WHAT TO WORK ON - Word for word, restate the lines that run from the line containing "Q: Locate the stairs" to the last line of the records below.

DATA TO USE Start Marker

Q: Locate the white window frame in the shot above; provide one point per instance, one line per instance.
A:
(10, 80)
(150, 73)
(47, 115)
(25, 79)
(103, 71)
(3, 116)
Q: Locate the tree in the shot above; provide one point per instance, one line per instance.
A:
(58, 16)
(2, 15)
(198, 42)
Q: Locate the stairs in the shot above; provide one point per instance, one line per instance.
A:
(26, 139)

DATA TO USE End Marker

RESULT OF THIS EXERCISE -
Q: Locate the stairs in the shot above; provide one point per instance, one line per instance.
A:
(26, 139)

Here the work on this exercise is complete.